— START Information shown —

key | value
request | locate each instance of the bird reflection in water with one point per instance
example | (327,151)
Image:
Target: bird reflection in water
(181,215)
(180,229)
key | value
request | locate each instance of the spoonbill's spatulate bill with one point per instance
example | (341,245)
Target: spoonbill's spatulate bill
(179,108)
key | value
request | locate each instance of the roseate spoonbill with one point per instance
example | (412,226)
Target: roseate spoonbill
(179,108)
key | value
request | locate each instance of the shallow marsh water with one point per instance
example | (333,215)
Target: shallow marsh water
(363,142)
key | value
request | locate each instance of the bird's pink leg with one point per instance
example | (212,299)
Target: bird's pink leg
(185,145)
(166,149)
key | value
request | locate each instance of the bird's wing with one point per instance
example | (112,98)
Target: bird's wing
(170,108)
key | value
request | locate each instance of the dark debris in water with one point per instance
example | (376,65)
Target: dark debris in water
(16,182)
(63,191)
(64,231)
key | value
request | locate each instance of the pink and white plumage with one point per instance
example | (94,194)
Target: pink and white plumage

— END Information shown —
— START Information shown —

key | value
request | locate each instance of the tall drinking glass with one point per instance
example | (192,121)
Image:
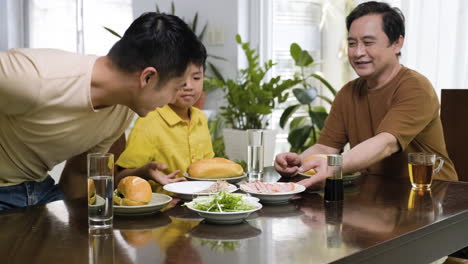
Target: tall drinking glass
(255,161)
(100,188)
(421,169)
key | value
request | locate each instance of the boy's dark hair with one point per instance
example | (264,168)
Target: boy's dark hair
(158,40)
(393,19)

— END Information shown —

▶ **Task directions**: How many lines in the entries above contain the string "hair"? Case counts, and reply with the number alone.

▶ **Exercise answer**: 2